■ Provided information:
BEGIN
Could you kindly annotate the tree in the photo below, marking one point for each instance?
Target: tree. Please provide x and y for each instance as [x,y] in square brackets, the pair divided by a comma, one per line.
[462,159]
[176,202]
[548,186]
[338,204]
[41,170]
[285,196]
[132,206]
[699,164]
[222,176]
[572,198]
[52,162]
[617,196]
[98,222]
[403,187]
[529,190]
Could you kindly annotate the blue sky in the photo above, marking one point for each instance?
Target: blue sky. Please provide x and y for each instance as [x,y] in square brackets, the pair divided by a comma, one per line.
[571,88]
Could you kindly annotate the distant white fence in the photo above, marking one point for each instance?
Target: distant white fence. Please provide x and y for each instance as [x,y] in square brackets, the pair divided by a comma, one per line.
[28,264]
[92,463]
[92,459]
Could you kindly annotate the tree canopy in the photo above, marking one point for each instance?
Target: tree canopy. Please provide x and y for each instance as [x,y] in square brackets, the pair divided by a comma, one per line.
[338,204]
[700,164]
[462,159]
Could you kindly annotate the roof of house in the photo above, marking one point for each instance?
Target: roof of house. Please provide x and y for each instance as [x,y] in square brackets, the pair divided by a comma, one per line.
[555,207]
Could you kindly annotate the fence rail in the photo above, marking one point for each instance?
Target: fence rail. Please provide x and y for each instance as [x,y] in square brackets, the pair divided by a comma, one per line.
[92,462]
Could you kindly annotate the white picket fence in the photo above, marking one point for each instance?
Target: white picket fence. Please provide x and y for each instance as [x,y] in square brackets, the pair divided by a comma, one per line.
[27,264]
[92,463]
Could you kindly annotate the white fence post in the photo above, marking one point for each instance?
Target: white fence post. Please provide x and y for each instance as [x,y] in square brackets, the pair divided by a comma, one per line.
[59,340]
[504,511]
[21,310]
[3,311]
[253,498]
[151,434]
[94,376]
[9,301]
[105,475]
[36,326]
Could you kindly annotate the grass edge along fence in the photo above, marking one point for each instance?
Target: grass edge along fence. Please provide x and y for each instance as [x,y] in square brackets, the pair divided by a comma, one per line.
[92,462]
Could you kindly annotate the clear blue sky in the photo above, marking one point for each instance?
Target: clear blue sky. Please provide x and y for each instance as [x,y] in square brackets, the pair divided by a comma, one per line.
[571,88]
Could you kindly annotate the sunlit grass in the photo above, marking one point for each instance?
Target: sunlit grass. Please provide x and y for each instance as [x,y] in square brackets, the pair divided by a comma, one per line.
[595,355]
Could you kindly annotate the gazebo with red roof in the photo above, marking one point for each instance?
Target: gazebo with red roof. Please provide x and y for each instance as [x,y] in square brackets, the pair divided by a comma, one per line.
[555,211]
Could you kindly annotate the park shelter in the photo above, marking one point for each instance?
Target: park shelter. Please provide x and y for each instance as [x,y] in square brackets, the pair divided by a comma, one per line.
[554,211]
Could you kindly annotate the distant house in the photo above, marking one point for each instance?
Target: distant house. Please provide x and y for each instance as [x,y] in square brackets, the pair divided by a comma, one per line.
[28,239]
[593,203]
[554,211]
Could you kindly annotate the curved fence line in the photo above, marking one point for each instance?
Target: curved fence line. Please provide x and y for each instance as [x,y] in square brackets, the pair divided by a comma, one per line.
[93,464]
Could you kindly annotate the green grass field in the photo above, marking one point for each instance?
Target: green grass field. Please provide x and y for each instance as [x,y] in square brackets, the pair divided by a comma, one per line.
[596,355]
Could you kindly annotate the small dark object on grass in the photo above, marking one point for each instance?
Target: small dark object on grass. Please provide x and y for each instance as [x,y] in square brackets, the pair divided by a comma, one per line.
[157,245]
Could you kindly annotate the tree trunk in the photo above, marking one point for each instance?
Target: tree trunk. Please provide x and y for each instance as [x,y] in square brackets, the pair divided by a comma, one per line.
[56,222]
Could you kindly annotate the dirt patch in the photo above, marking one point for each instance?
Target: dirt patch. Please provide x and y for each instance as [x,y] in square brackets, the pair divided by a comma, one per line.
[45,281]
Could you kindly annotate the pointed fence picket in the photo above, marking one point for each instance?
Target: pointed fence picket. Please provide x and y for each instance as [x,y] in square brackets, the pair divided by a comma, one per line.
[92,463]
END
■ Required action: Using the entries above, quote each line verbatim from the first through the line that contains "Could you kindly annotate the white fence".

■ Solution for this exercise:
Could you kindly annotate the tree in the photo below, marking one point for each instance?
Target: tree. Please provide x and y for each instance as [x,y] in square brackets, the pair divided by a comma, one per line.
[462,159]
[176,202]
[548,186]
[338,204]
[41,170]
[285,196]
[132,206]
[699,164]
[222,176]
[572,198]
[52,162]
[617,196]
[98,222]
[403,187]
[529,190]
Could you kindly annotate the blue sky in the photo above, marking one point for each instance?
Target: blue sky. Please provide x and y for each instance as [x,y] in square brackets, the pair divided by a comma, one per line.
[571,88]
Could you kindly annotate the distant white fence in the photo above, marking one point for each instance?
Target: distant white fence. Please provide x and y for each instance as [x,y] in square brackets, the pair divided by a comma, one per line.
[28,264]
[92,463]
[92,459]
Could you kindly annotate the tree canopy in the photo above, marking one point for each instance?
Target: tree canopy. Please provide x and y for each instance as [x,y] in square brackets, the pair divided by a comma, one per line.
[338,204]
[700,164]
[462,159]
Could you kindly annotate the roof of house in the photo above, marking one point for each instance?
Target: roof of house. Please provide x and y for each instance as [x,y] in square brackets, the pair divided by a comma, one per line.
[555,207]
Could you kindly annotate the fence rail in the photo above, marking one point for each instance?
Target: fence rail. Please provide x and y for each instance as [x,y] in square brackets, the pair divided by a comma, one per line.
[92,462]
Could you kindly annotate the white picket fence in the photo above, marking one point for each instance?
Target: white picket fence. Please provide x and y for each instance as [x,y] in square brackets, the pair divided by a comma, one per line.
[27,264]
[92,463]
Could you kindly annotate the white fence post in the photo above, marking one point for each instance?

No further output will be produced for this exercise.